Problem details> Shift every coordinate in the answer outlines by adding 88 to it, and copy all other lines unchanged. Cover only the lines from the start of the records through the line containing "M 215 63 L 216", inclusive.

[Stored records]
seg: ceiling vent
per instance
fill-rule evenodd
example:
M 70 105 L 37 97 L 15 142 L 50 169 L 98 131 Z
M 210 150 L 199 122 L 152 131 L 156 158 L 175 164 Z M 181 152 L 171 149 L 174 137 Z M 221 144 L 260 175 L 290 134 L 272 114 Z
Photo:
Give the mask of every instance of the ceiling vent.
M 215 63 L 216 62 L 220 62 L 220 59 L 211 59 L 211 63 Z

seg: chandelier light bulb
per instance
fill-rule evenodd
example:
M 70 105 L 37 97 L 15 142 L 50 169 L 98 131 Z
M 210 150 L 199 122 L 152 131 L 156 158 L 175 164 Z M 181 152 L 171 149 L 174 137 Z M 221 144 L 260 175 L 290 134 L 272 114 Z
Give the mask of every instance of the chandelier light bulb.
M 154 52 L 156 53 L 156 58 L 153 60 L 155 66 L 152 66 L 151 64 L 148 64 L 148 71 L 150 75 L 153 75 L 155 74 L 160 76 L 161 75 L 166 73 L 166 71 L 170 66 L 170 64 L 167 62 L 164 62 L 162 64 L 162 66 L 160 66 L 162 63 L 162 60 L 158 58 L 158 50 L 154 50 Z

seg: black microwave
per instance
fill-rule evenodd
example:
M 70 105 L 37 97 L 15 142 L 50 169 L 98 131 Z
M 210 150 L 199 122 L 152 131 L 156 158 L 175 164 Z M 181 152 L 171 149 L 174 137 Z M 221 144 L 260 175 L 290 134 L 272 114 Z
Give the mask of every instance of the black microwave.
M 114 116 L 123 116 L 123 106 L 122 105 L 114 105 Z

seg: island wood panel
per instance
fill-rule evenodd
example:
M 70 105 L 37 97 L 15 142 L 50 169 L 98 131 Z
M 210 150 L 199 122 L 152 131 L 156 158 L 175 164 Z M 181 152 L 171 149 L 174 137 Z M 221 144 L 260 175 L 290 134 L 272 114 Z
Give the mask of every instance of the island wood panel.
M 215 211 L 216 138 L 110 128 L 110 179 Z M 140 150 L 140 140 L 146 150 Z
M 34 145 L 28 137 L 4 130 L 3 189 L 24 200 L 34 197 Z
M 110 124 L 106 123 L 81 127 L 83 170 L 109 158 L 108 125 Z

The response>
seg: ceiling vent
per instance
fill-rule evenodd
example:
M 70 105 L 37 97 L 15 142 L 50 169 L 98 131 Z
M 210 150 L 199 122 L 152 131 L 156 158 L 175 164 Z M 181 152 L 171 149 L 174 137 Z M 221 144 L 260 175 L 290 134 L 272 114 Z
Photo:
Give the mask of every instance of the ceiling vent.
M 303 151 L 304 150 L 308 150 L 308 147 L 299 147 L 299 151 Z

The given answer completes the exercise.